Collection entries:
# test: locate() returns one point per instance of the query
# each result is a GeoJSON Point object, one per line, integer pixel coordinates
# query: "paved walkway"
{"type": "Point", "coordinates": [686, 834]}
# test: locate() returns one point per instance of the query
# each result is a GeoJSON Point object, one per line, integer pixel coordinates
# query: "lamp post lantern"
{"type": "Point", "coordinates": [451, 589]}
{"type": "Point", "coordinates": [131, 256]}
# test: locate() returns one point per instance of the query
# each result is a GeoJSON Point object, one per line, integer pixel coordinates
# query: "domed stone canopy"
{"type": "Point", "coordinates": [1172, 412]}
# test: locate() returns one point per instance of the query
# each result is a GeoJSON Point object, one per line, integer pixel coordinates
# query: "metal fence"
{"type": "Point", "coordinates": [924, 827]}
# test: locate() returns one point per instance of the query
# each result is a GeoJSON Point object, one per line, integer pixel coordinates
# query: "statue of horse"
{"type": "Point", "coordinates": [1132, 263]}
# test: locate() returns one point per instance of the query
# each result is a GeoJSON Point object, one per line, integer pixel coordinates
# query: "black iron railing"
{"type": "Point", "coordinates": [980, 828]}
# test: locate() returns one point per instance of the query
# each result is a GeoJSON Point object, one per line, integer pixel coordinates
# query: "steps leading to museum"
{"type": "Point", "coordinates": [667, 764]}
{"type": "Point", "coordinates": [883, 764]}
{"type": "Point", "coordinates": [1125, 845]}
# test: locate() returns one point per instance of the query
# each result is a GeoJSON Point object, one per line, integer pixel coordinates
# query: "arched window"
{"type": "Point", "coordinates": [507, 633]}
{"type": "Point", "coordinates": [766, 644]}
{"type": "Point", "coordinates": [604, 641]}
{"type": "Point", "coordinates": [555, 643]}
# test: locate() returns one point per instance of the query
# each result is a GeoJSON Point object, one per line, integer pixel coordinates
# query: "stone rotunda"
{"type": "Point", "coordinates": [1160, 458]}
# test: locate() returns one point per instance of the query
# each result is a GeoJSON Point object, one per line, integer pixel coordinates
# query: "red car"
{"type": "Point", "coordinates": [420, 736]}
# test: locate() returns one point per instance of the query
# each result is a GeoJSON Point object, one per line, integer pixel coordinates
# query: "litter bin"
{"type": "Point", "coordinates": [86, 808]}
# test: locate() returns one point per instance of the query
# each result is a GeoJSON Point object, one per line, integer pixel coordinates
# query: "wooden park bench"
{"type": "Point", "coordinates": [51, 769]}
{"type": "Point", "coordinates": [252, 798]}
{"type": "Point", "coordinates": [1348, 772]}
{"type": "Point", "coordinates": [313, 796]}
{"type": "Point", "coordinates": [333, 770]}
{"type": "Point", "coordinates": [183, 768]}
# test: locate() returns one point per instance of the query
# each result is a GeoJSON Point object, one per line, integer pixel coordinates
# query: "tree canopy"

Objective -
Pick out each line above that contains the word "canopy", and copy those lines.

Result of the task -
# query: "domed stone canopy"
# query: "tree canopy"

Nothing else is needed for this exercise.